### TASKS TO PERFORM:
A – According to the excerpt on the stimulus bill, what kind of economy has the country shifted to?
B – Revise the stimulus excerpt from "Having looked at" up to and including "Side) stimulus package.", replacing "manufacturing" with "industrial".

### EXTRACT PROVIDED:
⁂
If the stimulus bill is successful, it may actually have a positive impact on the overall debt structure of the Federal Government by lowering the amount of debt from private sources that it is currently having to acquire as well as from increased tax revenue that will flow to the Treasury from jobs created in developing an alternative energy policy and from rebuilding of the nation's infrastructure. However, all this will take time to filter through the economy and will probably be next year before its impact will be fully felt.
The amount of debt our banks are presently carrying needs to be restructured with toxic assets removed so that they are in a much more favorable position regarding liquidity and their debt to asset ratio. Banks in our country have one of the poorest asset to loan ratios in the developed world. Our average ratio runs around 50 to 1 whereas in Canada it runs 16 to 1, which also explains why Canada hasn't had any bank failures. This alone would do more for the banks' ability to begin making loans again to aid the real estate sector than almost anything else being considered.
Having looked at the various reasons in support of a stimulus plan, two questions remain. First, is it possible to stimulate the kind of economy we have today? All three of the stimulus plans that we talked about were put in place to revitalize an economy that was manufacturing based. We have since shifted to a service based economy and moved our manufacturing base overseas. Will it then be possible to stimulate reinvestment in the economy when there are no capital assets (plant and equipment) to invest in? It remains to be seen whether or not an economy that, by and large, no longer produces anything can be affected by a traditional Keynesian (Demand Side) stimulus package.
⁂
### EXTRACTED ENTRIES:
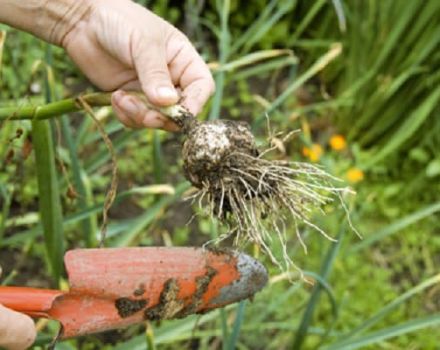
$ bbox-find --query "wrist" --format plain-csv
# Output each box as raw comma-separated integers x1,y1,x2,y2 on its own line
0,0,92,45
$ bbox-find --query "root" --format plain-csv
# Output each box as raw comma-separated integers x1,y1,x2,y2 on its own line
191,147,357,278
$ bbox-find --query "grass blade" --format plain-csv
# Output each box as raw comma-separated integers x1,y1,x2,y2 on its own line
323,314,440,350
292,226,345,350
348,202,440,254
343,274,440,339
209,0,230,119
32,46,64,283
260,43,342,120
364,87,440,169
227,300,246,350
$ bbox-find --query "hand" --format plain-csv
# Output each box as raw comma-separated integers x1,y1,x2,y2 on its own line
0,268,36,350
60,0,214,130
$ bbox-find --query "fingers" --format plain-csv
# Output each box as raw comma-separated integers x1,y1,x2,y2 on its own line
112,90,179,131
0,305,36,350
132,32,179,106
167,34,215,114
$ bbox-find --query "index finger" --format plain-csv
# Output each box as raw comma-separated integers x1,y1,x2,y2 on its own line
168,38,215,114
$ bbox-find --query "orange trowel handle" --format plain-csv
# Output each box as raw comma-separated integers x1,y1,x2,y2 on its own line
0,286,64,317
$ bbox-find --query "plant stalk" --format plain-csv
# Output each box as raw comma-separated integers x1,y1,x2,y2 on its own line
0,92,195,127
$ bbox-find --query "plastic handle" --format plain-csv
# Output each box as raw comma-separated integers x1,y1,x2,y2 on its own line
0,286,64,317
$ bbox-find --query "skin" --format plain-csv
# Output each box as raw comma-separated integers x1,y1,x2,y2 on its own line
0,267,36,350
61,0,214,130
0,0,214,350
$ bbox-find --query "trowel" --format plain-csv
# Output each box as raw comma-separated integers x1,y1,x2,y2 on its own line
0,247,268,338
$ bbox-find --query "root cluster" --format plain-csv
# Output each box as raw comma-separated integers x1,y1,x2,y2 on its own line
176,115,358,270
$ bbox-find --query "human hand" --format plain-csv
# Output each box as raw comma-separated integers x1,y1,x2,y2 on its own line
59,0,214,130
0,267,36,350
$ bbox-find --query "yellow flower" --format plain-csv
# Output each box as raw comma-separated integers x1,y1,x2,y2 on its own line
329,135,347,151
347,168,364,183
302,143,322,162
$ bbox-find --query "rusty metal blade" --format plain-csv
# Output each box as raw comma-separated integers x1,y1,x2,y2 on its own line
50,247,267,337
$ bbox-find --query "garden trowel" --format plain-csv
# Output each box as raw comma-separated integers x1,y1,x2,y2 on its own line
0,247,267,338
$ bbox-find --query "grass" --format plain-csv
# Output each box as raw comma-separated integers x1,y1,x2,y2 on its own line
0,0,440,349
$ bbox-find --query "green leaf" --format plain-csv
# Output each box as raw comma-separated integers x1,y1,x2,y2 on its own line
322,314,440,350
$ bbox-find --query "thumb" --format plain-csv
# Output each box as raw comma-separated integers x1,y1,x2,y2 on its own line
0,305,36,350
133,36,179,106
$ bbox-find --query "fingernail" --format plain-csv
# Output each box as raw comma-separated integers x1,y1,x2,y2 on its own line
119,97,140,117
142,111,165,129
156,86,179,103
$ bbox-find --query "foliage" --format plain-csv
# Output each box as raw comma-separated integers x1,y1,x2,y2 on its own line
0,0,440,349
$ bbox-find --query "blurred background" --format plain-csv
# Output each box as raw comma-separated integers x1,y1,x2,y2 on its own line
0,0,440,349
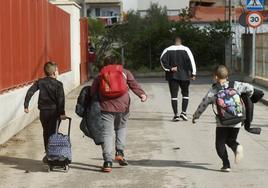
⁂
### LIST OF SOLUTIONS:
A – A service based economy.

B –
Having looked at the various reasons in support of a stimulus plan, two questions remain. First, is it possible to stimulate the kind of economy we have today? All three of the stimulus plans that we talked about were put in place to revitalize an economy that was industrial based. We have since shifted to a service based economy and moved our industrial base overseas. Will it then be possible to stimulate reinvestment in the economy when there are no capital assets (plant and equipment) to invest in? It remains to be seen whether or not an economy that, by and large, no longer produces anything can be affected by a traditional Keynesian (Demand Side) stimulus package.